- Text segment
President John F. Kennedy’s granddaughter has less than a year to live after doctors discovered leukemia hours after she gave birth.
Tatiana Schlossberg, 35, disclosed her terminal diagnosis in a Saturday essay in The New Yorker, writing that acute myeloid leukemia with a rare mutation has resisted multiple treatments since May 2024.
Doctors found the cancer on May 25 when blood tests showed her white cell count had spiked to 131,000 cells per microlitre, more than 10 times normal levels. The diagnosis came just hours after Schlossberg delivered her daughter at Columbia-Presbyterian Hospital in New York.
“My first thought was that my kids, whose faces live permanently on the inside of my eyelids, wouldn’t remember me,” Schlossberg wrote about learning her prognosis. (RELATED: JFK Grandson Jack Schlossberg Decides Congress Needs Him, Mom Reportedly Not So Sure)
“When you are dying, at least in my limited experience, you start remembering everything.” Tatiana Schlossberg, the daughter of Caroline Kennedy, writes about receiving a terminal diagnosis. https://t.co/cqpafPbNOj
— The New Yorker (@NewYorker) November 22, 2025
The environmental journalist and former New York Times reporter underwent chemotherapy, two bone marrow transplants and CAR-T cell therapy over the past year. Her sister donated stem cells for the first transplant. When the cancer returned, she received cells from an unrelated donor.
Schlossberg spent nearly six months hospitalized, suffering complications including a postpartum hemorrhage, graft-versus-host disease and kidney damage from an Epstein-Barr virus infection. She lost 30 pounds and had to relearn to walk.
The mother of two wrote she missed much of her infant daughter’s first year. Her 3-year-old son visited her daily during hospitalizations.
“For my whole life, I have tried to be good, to be a good student and a good sister and a good daughter, and to protect my mother and never make her upset or angry,” she wrote. “Now I have added a new tragedy to her life, to our family’s life, and there’s nothing I can do to stop it.”

- Tasks and exercises
A. In the article about Tatiana Schlossberg's diagnosis, who donated stem cells for her first bone marrow transplant?
B. Write out the part of the article about Tatiana Schlossberg's diagnosis from "Schlossberg spent nearly" to "daily during hospitalizations.", word for word.

- Extracted entries

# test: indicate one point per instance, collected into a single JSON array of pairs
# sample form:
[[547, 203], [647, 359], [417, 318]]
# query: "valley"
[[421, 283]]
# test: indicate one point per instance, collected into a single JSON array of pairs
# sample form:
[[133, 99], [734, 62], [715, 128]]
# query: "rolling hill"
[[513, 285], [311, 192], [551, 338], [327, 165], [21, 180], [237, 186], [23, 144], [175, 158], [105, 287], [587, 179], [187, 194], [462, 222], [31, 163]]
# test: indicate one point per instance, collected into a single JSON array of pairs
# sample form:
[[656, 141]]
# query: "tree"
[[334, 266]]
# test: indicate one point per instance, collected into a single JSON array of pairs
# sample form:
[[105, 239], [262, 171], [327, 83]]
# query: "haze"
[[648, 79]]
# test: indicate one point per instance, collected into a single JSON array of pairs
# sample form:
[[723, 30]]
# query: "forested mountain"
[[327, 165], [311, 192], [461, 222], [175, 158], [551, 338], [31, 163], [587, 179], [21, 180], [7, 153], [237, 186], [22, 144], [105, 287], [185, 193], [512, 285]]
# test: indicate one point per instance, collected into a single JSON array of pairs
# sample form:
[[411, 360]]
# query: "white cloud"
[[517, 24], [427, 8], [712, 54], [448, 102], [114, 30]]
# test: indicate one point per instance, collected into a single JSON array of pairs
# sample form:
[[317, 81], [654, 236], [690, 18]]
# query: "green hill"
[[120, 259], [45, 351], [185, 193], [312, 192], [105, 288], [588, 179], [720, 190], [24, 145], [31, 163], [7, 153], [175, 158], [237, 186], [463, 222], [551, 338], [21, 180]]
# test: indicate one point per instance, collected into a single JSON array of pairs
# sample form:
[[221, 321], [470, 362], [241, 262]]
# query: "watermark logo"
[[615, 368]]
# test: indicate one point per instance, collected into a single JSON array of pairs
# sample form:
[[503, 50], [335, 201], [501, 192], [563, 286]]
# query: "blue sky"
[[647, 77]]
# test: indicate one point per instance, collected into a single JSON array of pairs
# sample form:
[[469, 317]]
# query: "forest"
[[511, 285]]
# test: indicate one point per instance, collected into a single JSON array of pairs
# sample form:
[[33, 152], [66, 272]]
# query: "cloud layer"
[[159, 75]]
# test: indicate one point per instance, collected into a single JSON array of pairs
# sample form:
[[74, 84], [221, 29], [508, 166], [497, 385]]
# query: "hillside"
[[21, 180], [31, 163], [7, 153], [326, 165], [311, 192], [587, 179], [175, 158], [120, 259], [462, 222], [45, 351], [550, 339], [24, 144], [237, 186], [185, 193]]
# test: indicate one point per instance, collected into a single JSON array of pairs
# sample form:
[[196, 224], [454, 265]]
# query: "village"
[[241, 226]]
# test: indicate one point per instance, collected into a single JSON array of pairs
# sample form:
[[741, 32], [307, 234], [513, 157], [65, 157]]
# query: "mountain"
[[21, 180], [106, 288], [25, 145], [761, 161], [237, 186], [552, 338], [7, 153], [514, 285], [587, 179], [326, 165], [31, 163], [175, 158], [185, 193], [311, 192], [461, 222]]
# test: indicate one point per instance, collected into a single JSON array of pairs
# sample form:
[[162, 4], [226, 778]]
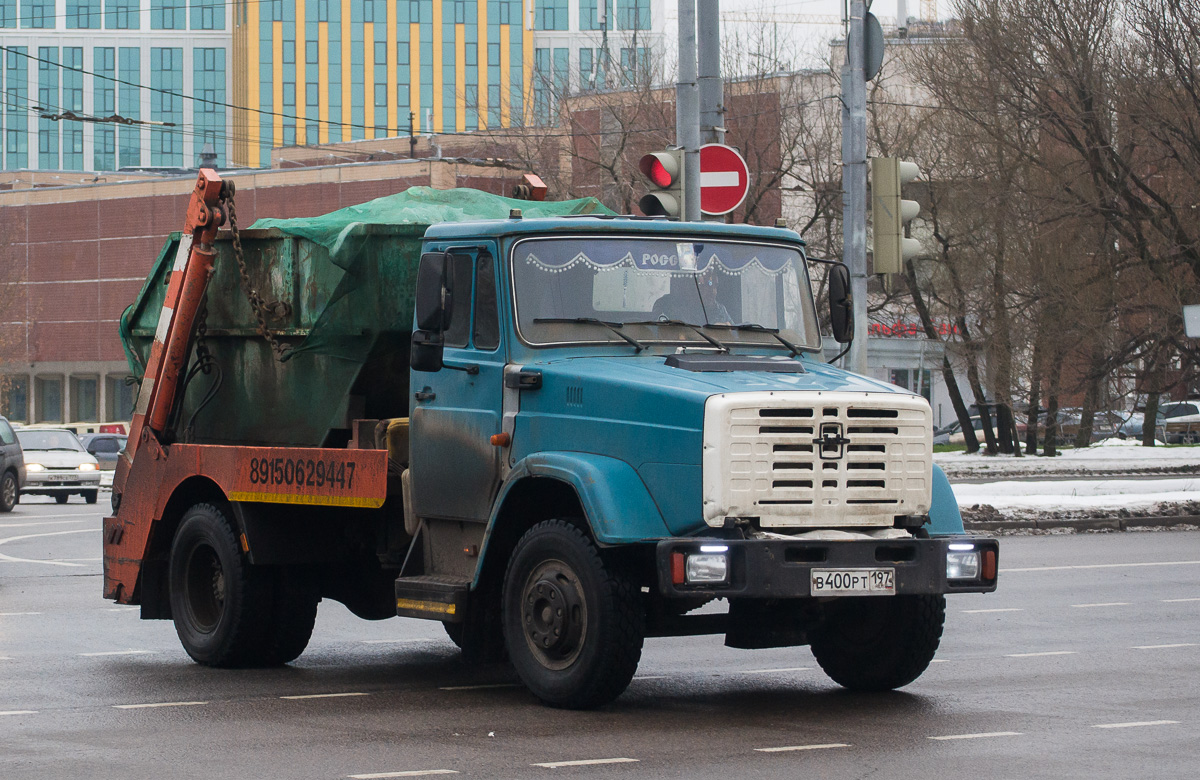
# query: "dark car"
[[12, 462], [105, 448]]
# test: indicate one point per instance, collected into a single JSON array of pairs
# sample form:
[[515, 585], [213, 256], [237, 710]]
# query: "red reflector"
[[659, 174], [989, 564]]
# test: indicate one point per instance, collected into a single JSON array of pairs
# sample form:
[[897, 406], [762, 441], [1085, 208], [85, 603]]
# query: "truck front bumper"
[[787, 569]]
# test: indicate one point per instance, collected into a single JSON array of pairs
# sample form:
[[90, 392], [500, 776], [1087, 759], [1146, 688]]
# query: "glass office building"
[[108, 84], [327, 71]]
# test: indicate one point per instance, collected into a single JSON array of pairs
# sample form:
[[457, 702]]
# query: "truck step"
[[432, 598]]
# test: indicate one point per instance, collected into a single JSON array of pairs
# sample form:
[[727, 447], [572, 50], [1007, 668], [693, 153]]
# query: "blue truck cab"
[[625, 427]]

- Answers to the tasks
A. Her sister donated the stem cells.

B.
Schlossberg spent nearly six months hospitalized, suffering complications including a postpartum hemorrhage, graft-versus-host disease and kidney damage from an Epstein-Barr virus infection. She lost 30 pounds and had to relearn to walk.
The mother of two wrote she missed much of her infant daughter’s first year. Her 3-year-old son visited her daily during hospitalizations.